> **Goal**
Show every line of the listing below that contains the string "hillside". Case counts.

> **Data for this task**
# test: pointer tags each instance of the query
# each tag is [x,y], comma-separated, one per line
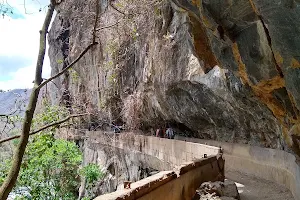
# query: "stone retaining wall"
[179,184]
[271,164]
[174,152]
[193,164]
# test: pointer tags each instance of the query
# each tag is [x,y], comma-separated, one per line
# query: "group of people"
[165,133]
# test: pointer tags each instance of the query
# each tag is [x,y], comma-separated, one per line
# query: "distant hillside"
[14,100]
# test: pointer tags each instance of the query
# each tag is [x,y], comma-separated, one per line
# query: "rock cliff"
[224,70]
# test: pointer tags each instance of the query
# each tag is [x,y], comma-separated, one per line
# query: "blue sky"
[19,42]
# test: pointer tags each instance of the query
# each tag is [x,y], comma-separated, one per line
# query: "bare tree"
[10,180]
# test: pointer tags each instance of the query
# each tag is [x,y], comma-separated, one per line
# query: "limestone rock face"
[224,70]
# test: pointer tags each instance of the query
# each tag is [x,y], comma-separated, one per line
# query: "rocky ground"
[243,187]
[253,188]
[226,190]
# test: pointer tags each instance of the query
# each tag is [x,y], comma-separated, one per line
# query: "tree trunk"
[10,180]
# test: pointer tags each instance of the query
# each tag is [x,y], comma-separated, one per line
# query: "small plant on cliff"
[92,174]
[132,111]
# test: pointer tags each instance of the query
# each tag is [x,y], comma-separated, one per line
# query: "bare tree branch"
[44,127]
[68,67]
[12,176]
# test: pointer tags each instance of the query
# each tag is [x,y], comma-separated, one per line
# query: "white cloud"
[20,38]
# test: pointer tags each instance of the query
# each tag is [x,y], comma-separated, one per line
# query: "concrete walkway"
[253,188]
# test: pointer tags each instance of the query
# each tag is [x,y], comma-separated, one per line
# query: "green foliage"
[74,75]
[49,115]
[91,173]
[49,169]
[60,61]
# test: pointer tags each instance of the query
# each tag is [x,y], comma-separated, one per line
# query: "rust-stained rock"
[221,70]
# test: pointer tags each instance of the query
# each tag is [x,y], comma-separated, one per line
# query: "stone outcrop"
[217,190]
[224,70]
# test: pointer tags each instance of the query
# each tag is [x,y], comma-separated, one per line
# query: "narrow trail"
[253,188]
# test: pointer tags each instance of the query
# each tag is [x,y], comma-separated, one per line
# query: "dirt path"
[252,188]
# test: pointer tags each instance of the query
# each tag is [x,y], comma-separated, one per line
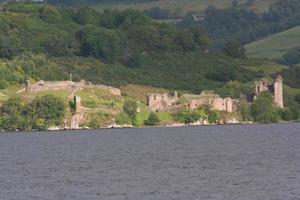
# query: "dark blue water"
[196,163]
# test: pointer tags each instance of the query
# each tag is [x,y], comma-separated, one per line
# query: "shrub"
[152,120]
[286,114]
[49,108]
[263,109]
[130,108]
[50,14]
[189,116]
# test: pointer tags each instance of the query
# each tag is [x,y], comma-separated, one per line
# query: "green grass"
[184,6]
[267,68]
[276,45]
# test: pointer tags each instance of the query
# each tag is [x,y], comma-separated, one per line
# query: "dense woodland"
[246,25]
[46,42]
[41,41]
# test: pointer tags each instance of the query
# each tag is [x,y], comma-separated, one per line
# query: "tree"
[190,116]
[15,115]
[130,108]
[50,14]
[49,108]
[9,47]
[244,110]
[102,43]
[234,49]
[152,120]
[263,109]
[297,98]
[291,58]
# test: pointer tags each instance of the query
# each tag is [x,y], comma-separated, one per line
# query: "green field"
[185,5]
[276,45]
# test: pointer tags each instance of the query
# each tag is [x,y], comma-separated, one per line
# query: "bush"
[130,108]
[263,109]
[152,120]
[286,114]
[50,14]
[189,116]
[49,108]
[9,47]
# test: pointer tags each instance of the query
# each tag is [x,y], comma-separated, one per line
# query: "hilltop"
[183,6]
[275,46]
[121,49]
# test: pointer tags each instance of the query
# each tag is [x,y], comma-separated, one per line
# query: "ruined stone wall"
[220,104]
[68,85]
[278,92]
[276,89]
[160,102]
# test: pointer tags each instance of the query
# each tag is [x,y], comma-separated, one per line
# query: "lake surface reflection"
[193,163]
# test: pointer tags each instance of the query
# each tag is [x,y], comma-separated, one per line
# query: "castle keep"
[163,102]
[275,88]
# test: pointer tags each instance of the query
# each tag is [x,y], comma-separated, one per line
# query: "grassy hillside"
[181,5]
[114,48]
[276,45]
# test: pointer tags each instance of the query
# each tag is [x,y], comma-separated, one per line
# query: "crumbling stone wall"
[215,101]
[160,102]
[276,89]
[68,85]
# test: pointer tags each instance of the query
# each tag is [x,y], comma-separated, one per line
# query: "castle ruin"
[213,100]
[276,89]
[161,102]
[69,85]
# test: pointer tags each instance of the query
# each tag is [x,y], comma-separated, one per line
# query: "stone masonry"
[275,88]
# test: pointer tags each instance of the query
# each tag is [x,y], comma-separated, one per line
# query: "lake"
[253,162]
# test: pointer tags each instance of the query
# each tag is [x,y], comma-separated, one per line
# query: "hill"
[184,6]
[275,46]
[115,48]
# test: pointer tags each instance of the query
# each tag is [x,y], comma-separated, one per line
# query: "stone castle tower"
[275,88]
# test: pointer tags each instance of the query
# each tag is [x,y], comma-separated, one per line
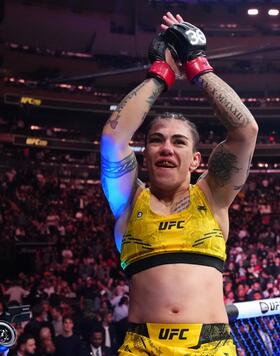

> **Solution to this problem**
# query: "distant hillside"
# query: "grassy hillside"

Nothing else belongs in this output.